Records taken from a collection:
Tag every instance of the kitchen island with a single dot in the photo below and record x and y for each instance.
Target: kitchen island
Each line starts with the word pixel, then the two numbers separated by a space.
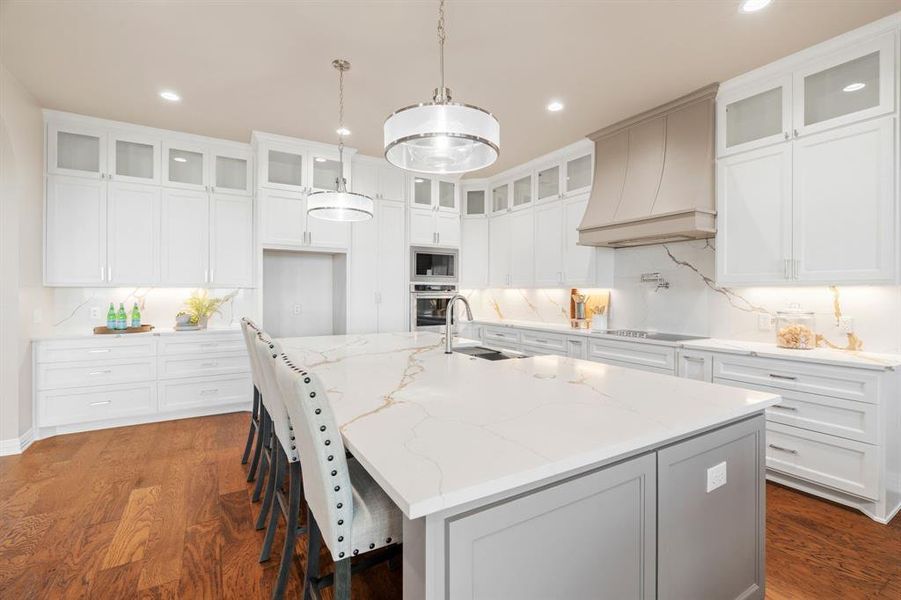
pixel 551 477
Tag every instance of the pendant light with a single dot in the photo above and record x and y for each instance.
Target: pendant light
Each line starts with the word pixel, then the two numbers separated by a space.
pixel 442 136
pixel 339 204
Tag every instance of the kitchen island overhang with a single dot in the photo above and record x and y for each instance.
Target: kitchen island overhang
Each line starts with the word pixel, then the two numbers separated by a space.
pixel 451 435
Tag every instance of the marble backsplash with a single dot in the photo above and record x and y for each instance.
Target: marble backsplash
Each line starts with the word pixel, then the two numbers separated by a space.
pixel 70 308
pixel 694 304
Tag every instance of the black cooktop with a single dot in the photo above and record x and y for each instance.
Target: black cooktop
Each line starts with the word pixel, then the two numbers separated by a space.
pixel 652 335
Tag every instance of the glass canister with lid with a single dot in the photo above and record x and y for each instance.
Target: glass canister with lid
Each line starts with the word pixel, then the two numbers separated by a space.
pixel 795 328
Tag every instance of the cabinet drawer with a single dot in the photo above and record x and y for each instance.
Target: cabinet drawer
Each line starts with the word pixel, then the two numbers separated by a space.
pixel 64 407
pixel 105 348
pixel 657 358
pixel 824 414
pixel 210 391
pixel 226 364
pixel 90 373
pixel 201 344
pixel 547 341
pixel 835 462
pixel 851 384
pixel 503 335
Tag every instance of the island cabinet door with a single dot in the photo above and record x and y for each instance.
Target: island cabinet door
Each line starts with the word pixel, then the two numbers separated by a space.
pixel 591 536
pixel 711 514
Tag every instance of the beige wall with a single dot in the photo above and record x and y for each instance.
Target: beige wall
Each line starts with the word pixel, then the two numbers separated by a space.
pixel 21 208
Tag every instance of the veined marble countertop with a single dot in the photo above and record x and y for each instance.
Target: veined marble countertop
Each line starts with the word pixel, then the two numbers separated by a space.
pixel 823 356
pixel 157 331
pixel 437 431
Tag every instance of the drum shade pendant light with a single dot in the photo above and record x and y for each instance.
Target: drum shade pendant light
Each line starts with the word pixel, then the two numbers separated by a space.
pixel 442 136
pixel 339 204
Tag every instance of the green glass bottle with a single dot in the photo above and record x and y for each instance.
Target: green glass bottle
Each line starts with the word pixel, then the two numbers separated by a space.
pixel 111 317
pixel 121 318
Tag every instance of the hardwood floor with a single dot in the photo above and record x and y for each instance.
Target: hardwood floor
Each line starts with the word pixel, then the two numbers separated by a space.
pixel 163 511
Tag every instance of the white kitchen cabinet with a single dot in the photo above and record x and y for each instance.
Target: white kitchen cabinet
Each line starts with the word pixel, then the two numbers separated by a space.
pixel 185 247
pixel 847 86
pixel 474 253
pixel 754 116
pixel 499 251
pixel 76 149
pixel 754 217
pixel 185 165
pixel 231 240
pixel 548 244
pixel 844 204
pixel 134 158
pixel 522 249
pixel 133 234
pixel 75 231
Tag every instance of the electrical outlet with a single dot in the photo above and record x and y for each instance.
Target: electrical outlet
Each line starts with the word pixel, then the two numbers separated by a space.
pixel 716 477
pixel 845 324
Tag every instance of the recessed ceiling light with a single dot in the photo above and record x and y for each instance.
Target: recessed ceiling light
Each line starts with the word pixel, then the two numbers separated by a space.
pixel 754 5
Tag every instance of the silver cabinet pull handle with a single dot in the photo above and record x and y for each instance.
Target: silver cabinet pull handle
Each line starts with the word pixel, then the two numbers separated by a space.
pixel 786 377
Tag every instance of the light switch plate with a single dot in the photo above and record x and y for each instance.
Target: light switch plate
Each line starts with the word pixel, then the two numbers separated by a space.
pixel 716 477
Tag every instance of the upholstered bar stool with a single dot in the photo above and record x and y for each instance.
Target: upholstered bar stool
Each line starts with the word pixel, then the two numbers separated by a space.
pixel 345 507
pixel 285 463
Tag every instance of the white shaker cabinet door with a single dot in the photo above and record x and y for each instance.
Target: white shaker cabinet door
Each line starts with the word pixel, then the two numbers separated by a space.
pixel 133 234
pixel 579 262
pixel 231 241
pixel 549 244
pixel 844 219
pixel 75 234
pixel 474 254
pixel 392 292
pixel 754 217
pixel 185 238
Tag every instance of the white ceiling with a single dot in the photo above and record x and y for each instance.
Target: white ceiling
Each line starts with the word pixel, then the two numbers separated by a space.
pixel 266 65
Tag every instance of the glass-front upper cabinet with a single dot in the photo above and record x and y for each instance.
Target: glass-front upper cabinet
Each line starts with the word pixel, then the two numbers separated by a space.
pixel 549 183
pixel 134 158
pixel 855 84
pixel 475 203
pixel 76 150
pixel 577 176
pixel 231 170
pixel 522 192
pixel 500 198
pixel 184 165
pixel 754 116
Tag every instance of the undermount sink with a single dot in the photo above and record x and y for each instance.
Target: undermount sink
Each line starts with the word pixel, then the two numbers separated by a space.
pixel 488 353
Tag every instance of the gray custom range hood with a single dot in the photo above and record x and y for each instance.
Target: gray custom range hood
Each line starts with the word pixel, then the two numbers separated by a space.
pixel 654 176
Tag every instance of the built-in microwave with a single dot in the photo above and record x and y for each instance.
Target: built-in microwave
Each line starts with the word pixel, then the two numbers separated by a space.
pixel 433 265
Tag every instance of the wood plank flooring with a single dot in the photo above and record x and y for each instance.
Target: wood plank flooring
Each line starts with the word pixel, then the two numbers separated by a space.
pixel 163 511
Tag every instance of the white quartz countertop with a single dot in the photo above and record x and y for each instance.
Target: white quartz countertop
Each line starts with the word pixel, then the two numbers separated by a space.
pixel 437 431
pixel 825 356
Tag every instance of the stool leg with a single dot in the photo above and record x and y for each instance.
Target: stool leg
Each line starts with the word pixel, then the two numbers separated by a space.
pixel 290 530
pixel 314 541
pixel 265 458
pixel 254 416
pixel 342 579
pixel 258 450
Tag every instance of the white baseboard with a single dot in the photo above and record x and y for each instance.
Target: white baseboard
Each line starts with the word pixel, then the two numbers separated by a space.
pixel 17 445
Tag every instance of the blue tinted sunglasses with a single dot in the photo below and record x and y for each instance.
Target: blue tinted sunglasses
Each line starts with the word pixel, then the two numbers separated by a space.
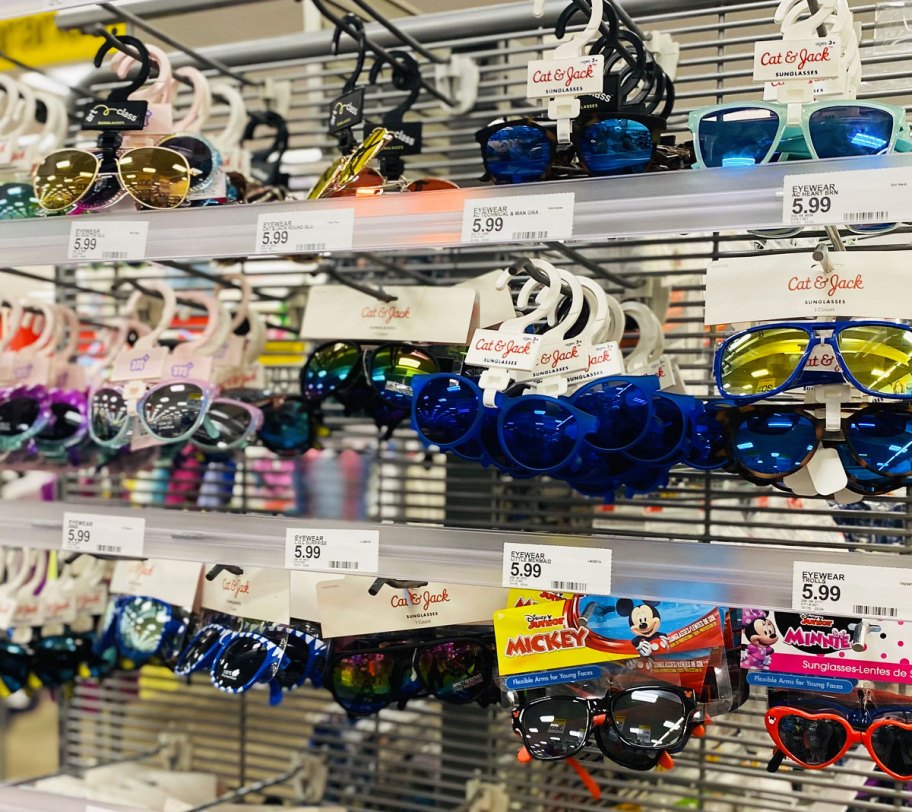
pixel 762 361
pixel 739 134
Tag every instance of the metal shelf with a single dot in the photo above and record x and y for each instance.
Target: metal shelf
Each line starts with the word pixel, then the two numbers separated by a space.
pixel 723 574
pixel 662 202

Written request => Could you print, word for word, everything from the line containing "Tag every instance of the stool" down to the line containing "pixel 258 450", with both of those lines included?

Reply =>
Tag every instance of the stool leg with a single dot in the photo above and record x and y for each instance.
Target: stool leg
Each line starts with the word pixel, then the two numbers separated by a space.
pixel 290 530
pixel 314 541
pixel 265 458
pixel 254 416
pixel 342 579
pixel 258 450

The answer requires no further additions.